Dataset entries
····················

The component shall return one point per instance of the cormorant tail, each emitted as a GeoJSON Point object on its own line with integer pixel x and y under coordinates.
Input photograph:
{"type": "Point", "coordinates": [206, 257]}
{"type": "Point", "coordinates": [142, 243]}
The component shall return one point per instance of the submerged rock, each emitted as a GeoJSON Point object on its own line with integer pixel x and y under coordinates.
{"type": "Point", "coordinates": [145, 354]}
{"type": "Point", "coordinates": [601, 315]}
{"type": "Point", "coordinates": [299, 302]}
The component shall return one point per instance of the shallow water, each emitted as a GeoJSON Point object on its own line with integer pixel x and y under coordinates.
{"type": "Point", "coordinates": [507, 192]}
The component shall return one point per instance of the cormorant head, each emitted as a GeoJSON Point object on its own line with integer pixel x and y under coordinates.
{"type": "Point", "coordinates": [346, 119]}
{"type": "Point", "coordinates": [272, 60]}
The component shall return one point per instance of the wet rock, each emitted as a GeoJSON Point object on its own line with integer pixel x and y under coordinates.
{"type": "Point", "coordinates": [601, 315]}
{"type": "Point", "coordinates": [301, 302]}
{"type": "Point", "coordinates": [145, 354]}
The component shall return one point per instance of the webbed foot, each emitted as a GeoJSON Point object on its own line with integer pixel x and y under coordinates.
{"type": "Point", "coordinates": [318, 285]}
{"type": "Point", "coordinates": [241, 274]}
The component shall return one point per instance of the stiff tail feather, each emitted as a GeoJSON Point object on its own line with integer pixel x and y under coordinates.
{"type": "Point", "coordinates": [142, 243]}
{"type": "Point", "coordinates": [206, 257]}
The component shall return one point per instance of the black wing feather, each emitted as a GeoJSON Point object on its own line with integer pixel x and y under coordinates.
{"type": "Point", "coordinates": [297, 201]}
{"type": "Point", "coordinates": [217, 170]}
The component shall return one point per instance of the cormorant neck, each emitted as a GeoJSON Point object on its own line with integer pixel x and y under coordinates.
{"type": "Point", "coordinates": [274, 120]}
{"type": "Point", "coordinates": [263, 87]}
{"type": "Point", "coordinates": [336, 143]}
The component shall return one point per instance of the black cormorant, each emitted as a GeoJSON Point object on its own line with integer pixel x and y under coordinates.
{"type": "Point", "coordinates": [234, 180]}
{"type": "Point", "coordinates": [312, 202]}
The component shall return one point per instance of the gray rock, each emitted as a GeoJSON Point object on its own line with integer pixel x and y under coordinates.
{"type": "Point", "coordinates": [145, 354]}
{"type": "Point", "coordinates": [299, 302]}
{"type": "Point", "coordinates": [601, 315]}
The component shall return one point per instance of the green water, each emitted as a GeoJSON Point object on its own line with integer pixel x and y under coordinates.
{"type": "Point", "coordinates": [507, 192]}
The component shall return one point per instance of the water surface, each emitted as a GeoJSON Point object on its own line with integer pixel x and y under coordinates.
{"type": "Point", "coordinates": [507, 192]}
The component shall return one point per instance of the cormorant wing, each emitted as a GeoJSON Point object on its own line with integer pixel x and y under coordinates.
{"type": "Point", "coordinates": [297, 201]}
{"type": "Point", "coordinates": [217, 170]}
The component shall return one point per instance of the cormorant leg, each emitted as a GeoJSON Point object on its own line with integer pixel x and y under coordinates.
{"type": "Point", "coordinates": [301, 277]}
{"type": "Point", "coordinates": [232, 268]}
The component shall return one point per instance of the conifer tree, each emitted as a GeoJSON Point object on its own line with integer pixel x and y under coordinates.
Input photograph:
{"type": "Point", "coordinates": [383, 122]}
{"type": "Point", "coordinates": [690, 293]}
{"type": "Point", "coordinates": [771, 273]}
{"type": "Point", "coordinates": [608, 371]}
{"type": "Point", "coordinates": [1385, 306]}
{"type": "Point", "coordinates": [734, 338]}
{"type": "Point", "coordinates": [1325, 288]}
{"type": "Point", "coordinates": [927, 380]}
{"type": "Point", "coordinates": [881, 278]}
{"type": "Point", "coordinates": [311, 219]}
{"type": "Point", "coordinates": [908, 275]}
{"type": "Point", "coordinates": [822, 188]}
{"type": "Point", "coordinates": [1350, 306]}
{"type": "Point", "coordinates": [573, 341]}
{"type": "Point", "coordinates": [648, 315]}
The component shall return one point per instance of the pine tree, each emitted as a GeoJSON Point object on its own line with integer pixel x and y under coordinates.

····················

Starting with the first entry and ending with the last, give all of them again unchanged.

Problem solution
The component shall return one point per instance of the cormorant tail, each emitted as a GeoJSON Point object on its own line with integer pixel x and y under coordinates.
Input photograph:
{"type": "Point", "coordinates": [206, 257]}
{"type": "Point", "coordinates": [142, 243]}
The component shall return one point per instance of the submerged rock, each emitted as a GeoJSON Point object on its own line with integer pixel x and y under coordinates.
{"type": "Point", "coordinates": [145, 354]}
{"type": "Point", "coordinates": [601, 315]}
{"type": "Point", "coordinates": [299, 302]}
The component shall return one point per instance of the shallow water, each emitted as a GeoJSON Point object on its own line with integer pixel x and y under coordinates.
{"type": "Point", "coordinates": [507, 192]}
The component shall return one point per instance of the cormorant head, each emitted as a GeoJSON Point object on its own line with integer pixel x and y under coordinates.
{"type": "Point", "coordinates": [346, 119]}
{"type": "Point", "coordinates": [272, 60]}
The component shall return one point per instance of the wet rock, each emitted as a GeoJSON Point object on its own line with integer pixel x and y under coordinates.
{"type": "Point", "coordinates": [601, 315]}
{"type": "Point", "coordinates": [301, 302]}
{"type": "Point", "coordinates": [145, 354]}
The component shall return one point per instance of the webbed foot, each emitted as a GeoJSON Point object on its own line with integer pixel x and y under coordinates.
{"type": "Point", "coordinates": [318, 285]}
{"type": "Point", "coordinates": [241, 274]}
The component shall return one point per instance of the stiff tail feather, each emitted as a GeoJSON Point object on its own line with integer pixel x and y under coordinates.
{"type": "Point", "coordinates": [142, 243]}
{"type": "Point", "coordinates": [206, 257]}
The component shall return one point per instance of the black wing feather, each emitted as a GeoJSON Point object on its own line with integer pixel x and y under coordinates.
{"type": "Point", "coordinates": [297, 201]}
{"type": "Point", "coordinates": [217, 170]}
The component shall return one point per instance of the cormorant neck, each emitted as a GeoJSON Point object on its own line with integer pixel x and y under coordinates.
{"type": "Point", "coordinates": [274, 120]}
{"type": "Point", "coordinates": [263, 87]}
{"type": "Point", "coordinates": [336, 143]}
The component shall return one point per instance of the black cormorant, each emitted as a GeoJSON Point object on its own line with integer pixel x and y under coordinates.
{"type": "Point", "coordinates": [234, 180]}
{"type": "Point", "coordinates": [312, 202]}
The component shall return one point per instance of the gray rock, each emitted as a GeoJSON Point object on its own line with integer pixel x and y under coordinates.
{"type": "Point", "coordinates": [145, 354]}
{"type": "Point", "coordinates": [299, 302]}
{"type": "Point", "coordinates": [601, 315]}
The component shall return one point per instance of the green water, each emitted as a GeoJSON Point object on its own line with integer pixel x and y under coordinates.
{"type": "Point", "coordinates": [507, 192]}
The component shall return one point per instance of the water surface, each emitted as a GeoJSON Point object on its own line with integer pixel x and y under coordinates.
{"type": "Point", "coordinates": [507, 192]}
The component shall return one point per instance of the cormorant wing, each emitted as a GeoJSON Point object on its own line with integer pixel x and y under coordinates.
{"type": "Point", "coordinates": [297, 201]}
{"type": "Point", "coordinates": [217, 170]}
The component shall return one point per instance of the cormorant leg, each emitted as a GeoJSON Point object on its own line with integer pixel x and y under coordinates.
{"type": "Point", "coordinates": [301, 277]}
{"type": "Point", "coordinates": [232, 268]}
The component shall return one point per instance of the conifer tree, each emitted as a GeoJSON Point object on its own line with integer pixel x and y under coordinates.
Input photograph:
{"type": "Point", "coordinates": [383, 122]}
{"type": "Point", "coordinates": [690, 293]}
{"type": "Point", "coordinates": [771, 273]}
{"type": "Point", "coordinates": [608, 371]}
{"type": "Point", "coordinates": [1385, 306]}
{"type": "Point", "coordinates": [734, 338]}
{"type": "Point", "coordinates": [1325, 288]}
{"type": "Point", "coordinates": [927, 380]}
{"type": "Point", "coordinates": [881, 278]}
{"type": "Point", "coordinates": [311, 219]}
{"type": "Point", "coordinates": [908, 275]}
{"type": "Point", "coordinates": [822, 188]}
{"type": "Point", "coordinates": [1350, 306]}
{"type": "Point", "coordinates": [573, 341]}
{"type": "Point", "coordinates": [648, 315]}
The component shall return one point per instance of the pine tree, each emitted as a GeoJSON Point object on its own line with integer pixel x and y under coordinates.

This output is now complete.